▶ **WHAT NEEDS TO BE DONE**
Return only the line that contains "football player in" and each line after it, through the last line of the data below, copied exactly.
(AVAILABLE DATA begins)
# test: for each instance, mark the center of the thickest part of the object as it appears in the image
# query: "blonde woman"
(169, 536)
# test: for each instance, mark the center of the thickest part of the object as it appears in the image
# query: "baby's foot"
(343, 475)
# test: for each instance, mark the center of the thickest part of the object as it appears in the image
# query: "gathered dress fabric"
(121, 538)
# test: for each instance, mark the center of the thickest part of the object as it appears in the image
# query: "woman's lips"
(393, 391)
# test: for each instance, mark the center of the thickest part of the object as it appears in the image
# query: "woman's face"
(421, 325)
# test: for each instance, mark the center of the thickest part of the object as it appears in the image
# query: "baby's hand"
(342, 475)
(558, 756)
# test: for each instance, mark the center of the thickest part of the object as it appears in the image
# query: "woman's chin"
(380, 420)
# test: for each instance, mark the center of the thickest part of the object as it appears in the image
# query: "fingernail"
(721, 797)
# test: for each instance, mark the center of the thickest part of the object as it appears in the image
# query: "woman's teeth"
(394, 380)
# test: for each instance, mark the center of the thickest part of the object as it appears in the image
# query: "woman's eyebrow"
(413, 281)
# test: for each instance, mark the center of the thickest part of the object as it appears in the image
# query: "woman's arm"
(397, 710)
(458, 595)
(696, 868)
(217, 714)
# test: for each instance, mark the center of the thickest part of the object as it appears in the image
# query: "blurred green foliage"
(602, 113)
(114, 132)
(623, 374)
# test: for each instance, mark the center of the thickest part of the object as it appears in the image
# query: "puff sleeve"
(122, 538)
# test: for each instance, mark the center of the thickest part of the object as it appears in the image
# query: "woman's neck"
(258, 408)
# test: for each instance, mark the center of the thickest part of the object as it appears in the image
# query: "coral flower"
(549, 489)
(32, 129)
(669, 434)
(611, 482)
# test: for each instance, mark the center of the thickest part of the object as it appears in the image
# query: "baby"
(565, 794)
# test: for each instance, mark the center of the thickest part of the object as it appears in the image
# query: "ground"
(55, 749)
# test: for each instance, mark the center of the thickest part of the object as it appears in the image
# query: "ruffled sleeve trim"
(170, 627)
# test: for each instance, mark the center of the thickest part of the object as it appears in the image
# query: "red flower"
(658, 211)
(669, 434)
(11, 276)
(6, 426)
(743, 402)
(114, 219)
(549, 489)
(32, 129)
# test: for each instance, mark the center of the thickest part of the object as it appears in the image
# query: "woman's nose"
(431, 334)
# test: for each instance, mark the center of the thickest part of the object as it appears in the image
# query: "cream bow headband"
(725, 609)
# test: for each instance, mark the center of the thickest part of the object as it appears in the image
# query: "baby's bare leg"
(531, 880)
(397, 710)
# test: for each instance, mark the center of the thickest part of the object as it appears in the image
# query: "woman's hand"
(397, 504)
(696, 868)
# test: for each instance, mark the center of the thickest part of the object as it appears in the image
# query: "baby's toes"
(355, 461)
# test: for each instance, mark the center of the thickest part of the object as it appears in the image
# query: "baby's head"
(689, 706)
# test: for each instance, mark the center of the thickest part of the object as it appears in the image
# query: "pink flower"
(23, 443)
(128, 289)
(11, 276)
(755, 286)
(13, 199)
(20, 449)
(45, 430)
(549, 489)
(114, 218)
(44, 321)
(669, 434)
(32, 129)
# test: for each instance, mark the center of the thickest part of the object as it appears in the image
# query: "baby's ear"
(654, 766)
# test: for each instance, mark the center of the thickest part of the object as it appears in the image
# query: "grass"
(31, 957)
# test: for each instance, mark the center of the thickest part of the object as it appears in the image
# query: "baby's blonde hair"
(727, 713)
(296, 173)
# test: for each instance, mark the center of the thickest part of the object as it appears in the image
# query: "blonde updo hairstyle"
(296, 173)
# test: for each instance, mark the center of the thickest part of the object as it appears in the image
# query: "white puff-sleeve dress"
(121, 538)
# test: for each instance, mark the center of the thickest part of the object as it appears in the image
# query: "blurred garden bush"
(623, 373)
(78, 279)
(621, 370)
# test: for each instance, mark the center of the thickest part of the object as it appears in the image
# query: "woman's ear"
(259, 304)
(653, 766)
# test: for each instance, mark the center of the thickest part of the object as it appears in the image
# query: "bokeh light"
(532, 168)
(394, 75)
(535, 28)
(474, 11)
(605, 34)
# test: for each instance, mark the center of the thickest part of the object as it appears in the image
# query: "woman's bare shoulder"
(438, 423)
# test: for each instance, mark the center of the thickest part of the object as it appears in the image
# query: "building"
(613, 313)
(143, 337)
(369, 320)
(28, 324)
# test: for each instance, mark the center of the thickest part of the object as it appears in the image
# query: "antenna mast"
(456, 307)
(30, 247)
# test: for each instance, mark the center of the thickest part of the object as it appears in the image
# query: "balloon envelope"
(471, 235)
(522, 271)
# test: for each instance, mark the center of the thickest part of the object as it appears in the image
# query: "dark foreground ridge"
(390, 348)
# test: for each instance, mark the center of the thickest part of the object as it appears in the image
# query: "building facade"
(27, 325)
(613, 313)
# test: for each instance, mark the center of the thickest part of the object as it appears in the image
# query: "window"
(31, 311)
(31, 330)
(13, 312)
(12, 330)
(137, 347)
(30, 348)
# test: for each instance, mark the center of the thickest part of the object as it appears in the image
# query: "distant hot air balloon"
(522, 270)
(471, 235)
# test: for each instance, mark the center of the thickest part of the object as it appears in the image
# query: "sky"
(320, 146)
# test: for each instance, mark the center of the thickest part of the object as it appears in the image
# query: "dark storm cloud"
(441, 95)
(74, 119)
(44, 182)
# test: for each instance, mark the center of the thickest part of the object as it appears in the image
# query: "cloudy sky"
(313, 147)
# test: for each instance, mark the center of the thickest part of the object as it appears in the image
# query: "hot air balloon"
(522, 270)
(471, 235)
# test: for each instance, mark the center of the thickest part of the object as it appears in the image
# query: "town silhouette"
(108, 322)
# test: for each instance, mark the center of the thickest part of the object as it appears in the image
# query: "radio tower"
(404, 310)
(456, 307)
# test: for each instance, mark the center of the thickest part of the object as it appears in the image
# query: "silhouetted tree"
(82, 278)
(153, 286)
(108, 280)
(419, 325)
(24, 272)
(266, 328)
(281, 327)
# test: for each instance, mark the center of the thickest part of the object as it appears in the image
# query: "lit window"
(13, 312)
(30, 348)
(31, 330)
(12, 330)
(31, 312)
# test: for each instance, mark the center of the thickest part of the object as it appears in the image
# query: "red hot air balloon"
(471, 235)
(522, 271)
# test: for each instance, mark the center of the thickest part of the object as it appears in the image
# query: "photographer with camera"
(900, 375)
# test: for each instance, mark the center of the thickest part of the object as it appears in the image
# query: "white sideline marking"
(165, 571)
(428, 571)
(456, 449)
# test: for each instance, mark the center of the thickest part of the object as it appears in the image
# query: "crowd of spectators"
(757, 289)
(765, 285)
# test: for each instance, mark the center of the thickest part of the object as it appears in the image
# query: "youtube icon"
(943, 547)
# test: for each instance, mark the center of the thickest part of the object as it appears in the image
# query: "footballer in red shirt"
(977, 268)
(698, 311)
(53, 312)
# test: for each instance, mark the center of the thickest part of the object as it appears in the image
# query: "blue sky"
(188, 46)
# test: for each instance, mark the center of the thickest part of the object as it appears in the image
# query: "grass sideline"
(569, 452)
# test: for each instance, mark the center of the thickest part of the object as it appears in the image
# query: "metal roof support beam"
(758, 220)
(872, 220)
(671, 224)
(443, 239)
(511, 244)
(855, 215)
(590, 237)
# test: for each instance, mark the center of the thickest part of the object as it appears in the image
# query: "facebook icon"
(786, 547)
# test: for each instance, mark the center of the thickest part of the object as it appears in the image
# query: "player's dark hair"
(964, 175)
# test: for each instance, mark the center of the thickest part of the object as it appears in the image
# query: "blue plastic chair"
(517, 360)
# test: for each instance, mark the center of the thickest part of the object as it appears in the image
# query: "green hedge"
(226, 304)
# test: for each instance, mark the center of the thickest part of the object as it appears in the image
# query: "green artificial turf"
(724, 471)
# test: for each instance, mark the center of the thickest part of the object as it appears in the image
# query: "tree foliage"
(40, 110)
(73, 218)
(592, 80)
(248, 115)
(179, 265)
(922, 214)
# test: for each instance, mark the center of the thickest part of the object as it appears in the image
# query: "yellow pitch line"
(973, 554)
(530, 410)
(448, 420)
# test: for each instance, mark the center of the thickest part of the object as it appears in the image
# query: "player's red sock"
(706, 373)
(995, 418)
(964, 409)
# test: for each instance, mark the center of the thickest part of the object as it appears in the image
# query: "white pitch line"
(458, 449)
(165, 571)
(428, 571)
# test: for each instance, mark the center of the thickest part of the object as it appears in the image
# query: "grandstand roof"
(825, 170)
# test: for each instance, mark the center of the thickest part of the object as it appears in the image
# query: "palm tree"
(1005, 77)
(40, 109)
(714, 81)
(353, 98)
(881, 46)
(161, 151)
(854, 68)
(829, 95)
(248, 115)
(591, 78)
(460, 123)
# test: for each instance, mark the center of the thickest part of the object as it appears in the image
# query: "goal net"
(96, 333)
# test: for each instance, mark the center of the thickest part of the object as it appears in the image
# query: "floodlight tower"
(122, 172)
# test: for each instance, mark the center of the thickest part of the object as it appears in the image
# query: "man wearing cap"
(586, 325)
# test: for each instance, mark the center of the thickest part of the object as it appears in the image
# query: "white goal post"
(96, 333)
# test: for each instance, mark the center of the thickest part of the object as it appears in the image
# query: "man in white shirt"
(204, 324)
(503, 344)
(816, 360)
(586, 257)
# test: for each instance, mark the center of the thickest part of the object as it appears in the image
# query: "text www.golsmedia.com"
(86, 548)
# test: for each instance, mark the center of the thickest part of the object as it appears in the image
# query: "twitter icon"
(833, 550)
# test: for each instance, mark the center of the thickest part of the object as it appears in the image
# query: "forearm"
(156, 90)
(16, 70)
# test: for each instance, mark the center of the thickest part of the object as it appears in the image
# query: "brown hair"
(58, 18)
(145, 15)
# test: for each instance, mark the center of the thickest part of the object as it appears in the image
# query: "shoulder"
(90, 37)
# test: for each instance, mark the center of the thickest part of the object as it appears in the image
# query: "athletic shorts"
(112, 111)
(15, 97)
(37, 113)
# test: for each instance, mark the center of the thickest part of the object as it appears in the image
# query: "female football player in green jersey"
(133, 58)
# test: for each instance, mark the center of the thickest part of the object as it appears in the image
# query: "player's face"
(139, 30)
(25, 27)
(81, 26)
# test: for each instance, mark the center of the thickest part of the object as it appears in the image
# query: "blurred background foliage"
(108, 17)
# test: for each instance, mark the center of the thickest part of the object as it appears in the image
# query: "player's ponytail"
(AVAILABLE DATA ends)
▶ **SOLVED EXERCISE**
# query: "female football player in green jersey"
(133, 58)
# test: for each instance, mark the center of the thickest part of the object as it appears in the image
# query: "player's face"
(139, 30)
(25, 27)
(81, 26)
# test: for each instance, mark the center of the thickest part of the object as it appears in the image
# query: "blurred background foliage"
(108, 17)
# test: for each instance, mark the center of the thickest part of the object as it appears in the image
# query: "player's ponytail"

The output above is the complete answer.